--- Records to use ---

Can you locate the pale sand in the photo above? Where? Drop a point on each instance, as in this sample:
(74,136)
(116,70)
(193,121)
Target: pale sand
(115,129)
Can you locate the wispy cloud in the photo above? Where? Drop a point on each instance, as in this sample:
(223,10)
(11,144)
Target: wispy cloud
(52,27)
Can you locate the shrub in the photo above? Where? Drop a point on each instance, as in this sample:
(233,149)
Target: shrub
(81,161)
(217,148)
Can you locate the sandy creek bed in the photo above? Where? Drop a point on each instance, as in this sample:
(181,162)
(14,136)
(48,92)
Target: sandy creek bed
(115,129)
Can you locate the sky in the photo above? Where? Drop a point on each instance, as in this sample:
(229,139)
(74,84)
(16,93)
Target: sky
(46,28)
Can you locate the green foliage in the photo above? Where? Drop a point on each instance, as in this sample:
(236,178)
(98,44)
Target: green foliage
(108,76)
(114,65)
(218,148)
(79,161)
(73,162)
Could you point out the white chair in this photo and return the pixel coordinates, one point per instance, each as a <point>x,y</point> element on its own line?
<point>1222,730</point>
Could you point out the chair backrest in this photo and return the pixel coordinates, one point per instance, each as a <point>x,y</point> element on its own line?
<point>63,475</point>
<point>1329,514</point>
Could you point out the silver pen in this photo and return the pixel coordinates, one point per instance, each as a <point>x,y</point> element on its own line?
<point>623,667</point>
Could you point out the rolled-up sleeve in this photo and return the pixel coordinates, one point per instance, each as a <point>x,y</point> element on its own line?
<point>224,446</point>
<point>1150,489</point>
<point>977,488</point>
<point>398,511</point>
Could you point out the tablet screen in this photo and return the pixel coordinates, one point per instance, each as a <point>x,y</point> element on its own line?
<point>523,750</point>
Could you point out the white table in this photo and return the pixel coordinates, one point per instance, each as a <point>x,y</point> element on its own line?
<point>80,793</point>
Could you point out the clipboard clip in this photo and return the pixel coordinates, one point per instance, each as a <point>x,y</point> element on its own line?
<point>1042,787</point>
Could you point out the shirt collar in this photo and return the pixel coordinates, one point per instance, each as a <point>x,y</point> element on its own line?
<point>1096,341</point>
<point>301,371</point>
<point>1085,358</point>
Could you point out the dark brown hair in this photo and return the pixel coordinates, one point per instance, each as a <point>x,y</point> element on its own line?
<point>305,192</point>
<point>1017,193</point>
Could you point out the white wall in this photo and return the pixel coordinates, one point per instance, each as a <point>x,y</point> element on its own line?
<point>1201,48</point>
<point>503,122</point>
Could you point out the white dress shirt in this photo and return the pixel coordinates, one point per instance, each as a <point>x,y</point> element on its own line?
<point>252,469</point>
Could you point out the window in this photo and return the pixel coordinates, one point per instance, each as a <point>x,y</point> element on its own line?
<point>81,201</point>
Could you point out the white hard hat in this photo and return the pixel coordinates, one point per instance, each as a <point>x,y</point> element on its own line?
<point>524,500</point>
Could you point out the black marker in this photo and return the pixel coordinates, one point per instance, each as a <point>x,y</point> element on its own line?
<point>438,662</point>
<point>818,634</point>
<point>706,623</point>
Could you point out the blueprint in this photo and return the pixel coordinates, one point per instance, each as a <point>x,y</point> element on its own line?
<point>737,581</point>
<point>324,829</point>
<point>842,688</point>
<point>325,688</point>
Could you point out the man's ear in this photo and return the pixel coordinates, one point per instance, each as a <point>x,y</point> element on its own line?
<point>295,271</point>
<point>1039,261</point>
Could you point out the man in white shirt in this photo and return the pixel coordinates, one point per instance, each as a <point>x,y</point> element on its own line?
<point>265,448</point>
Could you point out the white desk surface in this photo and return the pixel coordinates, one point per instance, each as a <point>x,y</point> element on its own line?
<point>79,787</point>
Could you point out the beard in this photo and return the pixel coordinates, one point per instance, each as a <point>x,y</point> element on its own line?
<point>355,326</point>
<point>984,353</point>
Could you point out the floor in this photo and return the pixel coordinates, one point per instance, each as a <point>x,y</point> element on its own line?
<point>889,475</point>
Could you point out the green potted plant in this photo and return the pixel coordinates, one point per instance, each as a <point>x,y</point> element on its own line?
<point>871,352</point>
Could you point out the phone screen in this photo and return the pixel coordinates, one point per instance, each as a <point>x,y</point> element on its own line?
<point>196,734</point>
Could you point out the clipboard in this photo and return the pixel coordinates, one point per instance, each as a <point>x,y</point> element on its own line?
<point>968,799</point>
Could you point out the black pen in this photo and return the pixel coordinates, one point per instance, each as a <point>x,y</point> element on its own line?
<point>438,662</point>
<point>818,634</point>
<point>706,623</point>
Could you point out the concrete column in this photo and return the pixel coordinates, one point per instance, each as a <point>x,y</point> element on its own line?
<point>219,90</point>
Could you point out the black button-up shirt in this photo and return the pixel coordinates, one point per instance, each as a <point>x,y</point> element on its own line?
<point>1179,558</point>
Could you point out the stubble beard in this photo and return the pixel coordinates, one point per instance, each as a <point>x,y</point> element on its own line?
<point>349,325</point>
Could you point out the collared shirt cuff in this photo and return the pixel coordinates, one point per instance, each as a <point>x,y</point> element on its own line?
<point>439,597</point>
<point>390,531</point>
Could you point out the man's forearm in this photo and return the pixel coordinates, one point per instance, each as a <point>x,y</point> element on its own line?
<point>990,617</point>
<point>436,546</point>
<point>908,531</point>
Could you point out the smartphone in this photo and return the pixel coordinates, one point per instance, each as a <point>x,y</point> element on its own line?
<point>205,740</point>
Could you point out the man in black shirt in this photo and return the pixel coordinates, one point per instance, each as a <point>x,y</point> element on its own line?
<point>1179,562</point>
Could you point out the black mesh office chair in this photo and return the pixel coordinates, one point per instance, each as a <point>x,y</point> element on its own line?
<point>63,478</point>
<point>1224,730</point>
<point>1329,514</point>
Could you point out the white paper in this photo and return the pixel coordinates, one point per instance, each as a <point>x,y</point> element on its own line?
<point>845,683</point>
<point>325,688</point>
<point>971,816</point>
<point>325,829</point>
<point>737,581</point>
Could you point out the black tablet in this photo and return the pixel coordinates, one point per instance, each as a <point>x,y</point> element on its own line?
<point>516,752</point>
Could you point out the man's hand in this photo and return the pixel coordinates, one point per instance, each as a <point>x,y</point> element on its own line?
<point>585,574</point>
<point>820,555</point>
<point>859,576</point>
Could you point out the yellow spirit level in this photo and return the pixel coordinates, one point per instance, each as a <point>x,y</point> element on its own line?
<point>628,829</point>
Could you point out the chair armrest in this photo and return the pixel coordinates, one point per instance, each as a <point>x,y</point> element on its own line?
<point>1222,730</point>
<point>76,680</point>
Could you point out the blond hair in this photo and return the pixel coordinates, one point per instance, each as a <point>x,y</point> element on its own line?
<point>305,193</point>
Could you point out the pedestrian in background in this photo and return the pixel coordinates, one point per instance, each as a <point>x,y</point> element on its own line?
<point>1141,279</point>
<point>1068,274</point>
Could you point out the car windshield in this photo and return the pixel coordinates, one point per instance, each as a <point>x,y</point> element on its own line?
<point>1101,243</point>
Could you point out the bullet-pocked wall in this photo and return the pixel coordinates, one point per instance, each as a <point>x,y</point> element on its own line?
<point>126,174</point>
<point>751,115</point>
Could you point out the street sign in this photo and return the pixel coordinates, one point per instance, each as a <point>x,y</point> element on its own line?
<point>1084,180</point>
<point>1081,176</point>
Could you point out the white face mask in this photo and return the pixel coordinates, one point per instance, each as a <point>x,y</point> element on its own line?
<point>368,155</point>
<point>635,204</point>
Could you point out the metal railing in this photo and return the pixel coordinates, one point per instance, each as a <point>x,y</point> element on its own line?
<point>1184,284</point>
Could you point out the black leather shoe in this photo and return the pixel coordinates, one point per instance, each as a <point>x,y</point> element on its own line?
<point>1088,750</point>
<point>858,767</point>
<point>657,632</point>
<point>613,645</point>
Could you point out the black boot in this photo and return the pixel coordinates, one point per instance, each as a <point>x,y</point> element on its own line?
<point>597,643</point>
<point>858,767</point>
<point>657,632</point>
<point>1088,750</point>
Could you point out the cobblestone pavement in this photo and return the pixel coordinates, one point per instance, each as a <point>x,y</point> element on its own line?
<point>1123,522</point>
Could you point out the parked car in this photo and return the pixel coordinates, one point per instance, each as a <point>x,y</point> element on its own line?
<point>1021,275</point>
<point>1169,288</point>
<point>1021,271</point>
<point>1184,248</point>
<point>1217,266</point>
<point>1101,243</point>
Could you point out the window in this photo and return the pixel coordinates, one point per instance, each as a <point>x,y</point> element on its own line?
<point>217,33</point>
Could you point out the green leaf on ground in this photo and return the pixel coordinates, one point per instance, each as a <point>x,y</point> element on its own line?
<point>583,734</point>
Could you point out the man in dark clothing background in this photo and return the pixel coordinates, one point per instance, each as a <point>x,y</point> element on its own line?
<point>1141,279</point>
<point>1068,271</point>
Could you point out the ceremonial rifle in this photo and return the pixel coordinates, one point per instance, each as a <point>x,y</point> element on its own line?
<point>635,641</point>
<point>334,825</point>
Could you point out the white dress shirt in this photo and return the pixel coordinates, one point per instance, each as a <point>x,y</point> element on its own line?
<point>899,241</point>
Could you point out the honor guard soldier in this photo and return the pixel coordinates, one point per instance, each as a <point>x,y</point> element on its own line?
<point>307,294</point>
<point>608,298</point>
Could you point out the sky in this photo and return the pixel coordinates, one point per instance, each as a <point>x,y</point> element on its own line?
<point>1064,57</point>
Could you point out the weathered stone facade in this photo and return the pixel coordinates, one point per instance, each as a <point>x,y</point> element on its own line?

---

Recast the stretch from the line containing "Could you point out the man's ear" through the line containing "<point>1039,261</point>" as a numbered list, leaving out any blank lines.

1. Could you point out the man's ear in this photo and return the pixel coordinates, one point per instance, each as a <point>x,y</point> element on its own line?
2. <point>295,271</point>
3. <point>1039,261</point>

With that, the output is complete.